Records of labeled points:
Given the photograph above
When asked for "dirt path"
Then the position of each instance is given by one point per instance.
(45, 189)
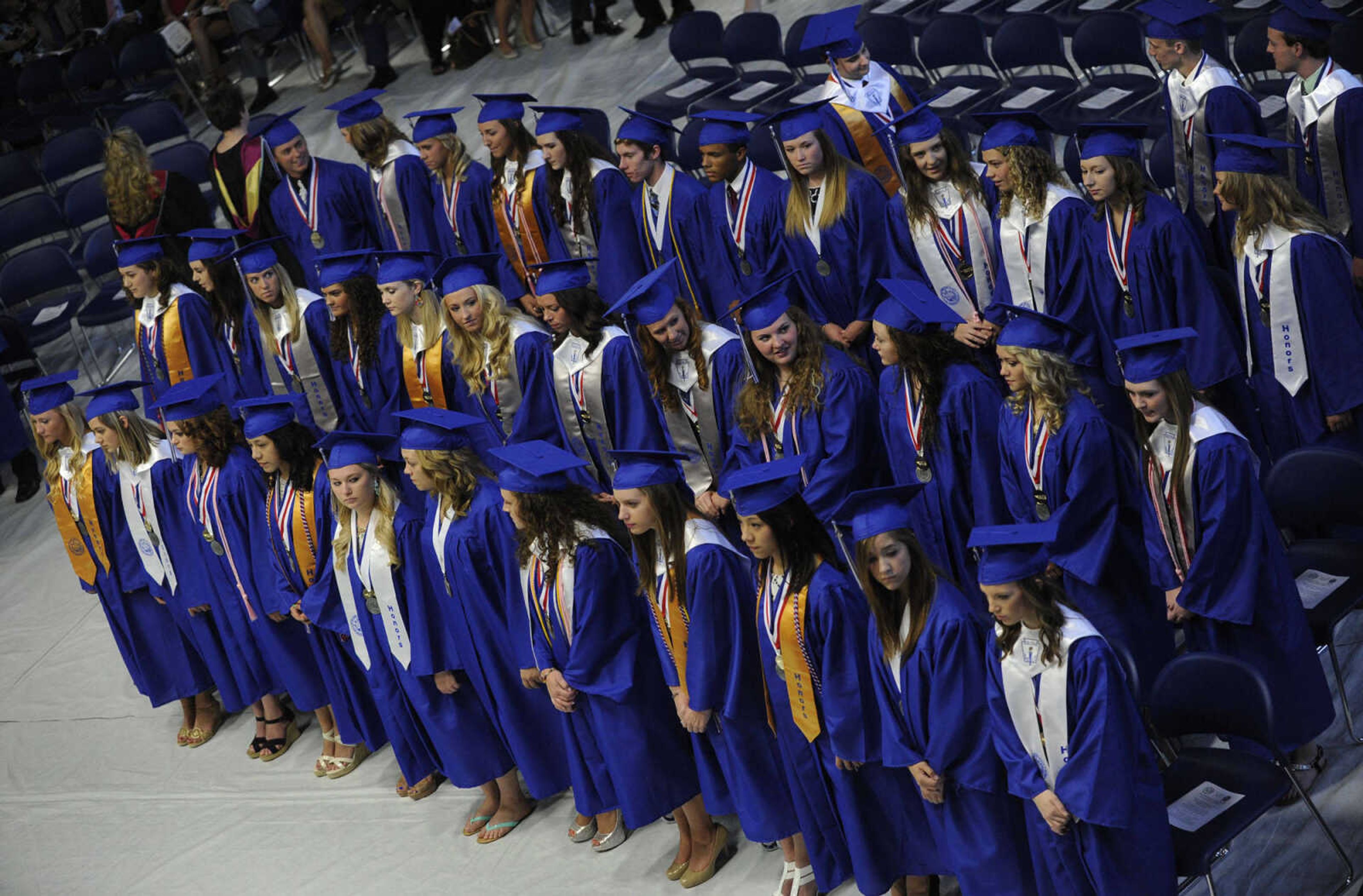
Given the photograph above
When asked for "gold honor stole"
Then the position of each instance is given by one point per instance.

• Your instructions: Reproduce the material above, replacing every occurrence of "photograph" with "image" and leaving all else unchanged. Omit the pictures from your reproduction.

• Result for this exercise:
Given the image above
When asked for "dirt path"
Then the position of each instance is given by one point per instance.
(45, 189)
Given the image above
When asked for "gold honor stole"
Then the position of each instance is given by one point per instance.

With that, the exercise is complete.